Excerpted text –
_ _ _ _

-
Download the videos from ActEV or the dataset you wish to train on and extract all the frames into the following format:
training_frames/${videoname}/${videoname}_F_%08d.jpg
. -
Put annotations into a single folder. one npz file for one frame:
training_annotations/${videoname}_F_%08d.npz
. The filename must match the frame name. You can download my processed annotations and check the data format. Onlylabels
andboxes
are used during training:
wget https://aladdin-eax.inf.cs.cmu.edu/shares/diva_obj_detect_models/v1-training_012019_actgt_allsingle_npz.tar
- Prepare the file list for training set and validation set. We split a small subset of the ActEV training set as the validation set and the ActEV validation set will be used for testing. You can download my file lst. Training set:
wget https://aladdin-eax.inf.cs.cmu.edu/shares/diva_obj_detect_models/v1-training_minusminival_frames.lst
Validation set:
wget https://aladdin-eax.inf.cs.cmu.edu/shares/diva_obj_detect_models/v1-training_minival_frames.lst
These file lists are in absolute path. You will need to replace the path with the correct ones.

_ _ _ _

Task requirements –
A. In the training-data setup instructions, which set is used for testing?
B. List every download URL given in the training-data setup instructions.
C. Write the next part of the training-data setup instructions, picking up after their final sentence.

_ _ _ _

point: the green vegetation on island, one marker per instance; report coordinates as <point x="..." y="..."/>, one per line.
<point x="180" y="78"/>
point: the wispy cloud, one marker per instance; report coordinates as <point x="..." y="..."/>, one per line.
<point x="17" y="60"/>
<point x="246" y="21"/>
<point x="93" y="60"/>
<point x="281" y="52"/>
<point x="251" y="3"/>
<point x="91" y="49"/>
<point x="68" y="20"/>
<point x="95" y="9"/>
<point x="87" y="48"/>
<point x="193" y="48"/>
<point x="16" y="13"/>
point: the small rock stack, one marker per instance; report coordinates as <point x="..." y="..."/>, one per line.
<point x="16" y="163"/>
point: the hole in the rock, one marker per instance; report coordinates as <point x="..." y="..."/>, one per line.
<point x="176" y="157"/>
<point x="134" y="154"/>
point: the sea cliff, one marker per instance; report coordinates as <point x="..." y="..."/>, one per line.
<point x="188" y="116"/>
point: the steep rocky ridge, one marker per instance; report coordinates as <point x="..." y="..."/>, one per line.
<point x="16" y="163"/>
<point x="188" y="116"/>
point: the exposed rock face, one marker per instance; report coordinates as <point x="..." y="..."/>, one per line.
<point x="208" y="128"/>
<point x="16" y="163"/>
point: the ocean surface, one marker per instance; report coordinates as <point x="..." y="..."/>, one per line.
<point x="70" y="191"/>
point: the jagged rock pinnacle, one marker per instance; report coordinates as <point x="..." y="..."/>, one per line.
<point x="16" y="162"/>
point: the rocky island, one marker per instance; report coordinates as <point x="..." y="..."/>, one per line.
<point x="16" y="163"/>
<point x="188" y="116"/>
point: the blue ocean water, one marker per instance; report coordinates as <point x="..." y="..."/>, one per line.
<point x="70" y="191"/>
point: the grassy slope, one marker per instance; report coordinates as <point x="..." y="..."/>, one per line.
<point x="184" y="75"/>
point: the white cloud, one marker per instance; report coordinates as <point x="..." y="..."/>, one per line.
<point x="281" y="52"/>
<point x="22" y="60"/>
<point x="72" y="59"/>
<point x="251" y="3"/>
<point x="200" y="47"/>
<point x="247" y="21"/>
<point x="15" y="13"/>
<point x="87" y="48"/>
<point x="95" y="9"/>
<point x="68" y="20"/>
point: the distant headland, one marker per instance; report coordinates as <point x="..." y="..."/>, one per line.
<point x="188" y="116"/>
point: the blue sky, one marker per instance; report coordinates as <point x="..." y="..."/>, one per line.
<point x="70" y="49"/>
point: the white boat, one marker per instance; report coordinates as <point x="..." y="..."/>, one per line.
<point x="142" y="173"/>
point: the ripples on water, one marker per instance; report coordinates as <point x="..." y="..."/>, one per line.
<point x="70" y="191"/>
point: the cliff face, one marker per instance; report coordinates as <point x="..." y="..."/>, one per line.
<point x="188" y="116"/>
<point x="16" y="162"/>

_ _ _ _

Task-by-task answers –
A. The ActEV validation set is used for testing.

B.
https://aladdin-eax.inf.cs.cmu.edu/shares/diva_obj_detect_models/v1-training_012019_actgt_allsingle_npz.tar
https://aladdin-eax.inf.cs.cmu.edu/shares/diva_obj_detect_models/v1-training_minusminival_frames.lst
https://aladdin-eax.inf.cs.cmu.edu/shares/diva_obj_detect_models/v1-training_minival_frames.lst

C.
- Download MSCOCO pretrained model from Tensorpack:
wget http://models.tensorpack.com/FasterRCNN/COCO-MaskRCNN-R101FPN1x.npz
- Train the obj_v3 model with 1 GPU:
$ python main.py nothing training_frames --mode train --annopath v1-training_012019_actgt_allsingle_npz \
--trainlst v1-training_minusminival_frames.lst --train_skip 30 --valframepath v1-training_frames --vallst \
v1-training_minival_frames.lst --valannopath v1-training_012019_actgt_allsingle_npz --outbasepath my_model \
--modelname obj_v3 --num_epochs 15 --save_period 5000 --rpn_batch_size 256 --frcnn_batch_size 512 --num_class \
15 --diva_class3 --max_size 1920 --short_edge_size 1080 --init_lr 0.006 --use_cosine_schedule --warm_up_steps \
10000 --optimizer momentum --rpn_test_post_nms_topk 1000 --freeze 0 --gpu 1 --is_fpn --im_batch_size 1 \
--flip_image --load_from COCO-MaskRCNN-R101FPN1x.npz --skip_first_eval --best_first -1 --show_loss_period 1000 \
--loss_me_step 50 --ignore_vars fastrcnn/outputs --wd 0.0001 --use_dilation --use_frcnn_class_agnostic
You can change --gpu 4
and --im_batch_size 4
(and maybe --gpuid_start
) if you have a multi-GPU machine. Note that it is a known bug in tf 1.13 that you would see all 4 gpu memory allocated even if you set gpu to 2. This is fixed in tf 1.14.0 (but still takes some GPU0's memory). But multi-GPU training with a subset of the GPUs (--gpuid_start
larger than 0) will fail since tf v1.13 according to this.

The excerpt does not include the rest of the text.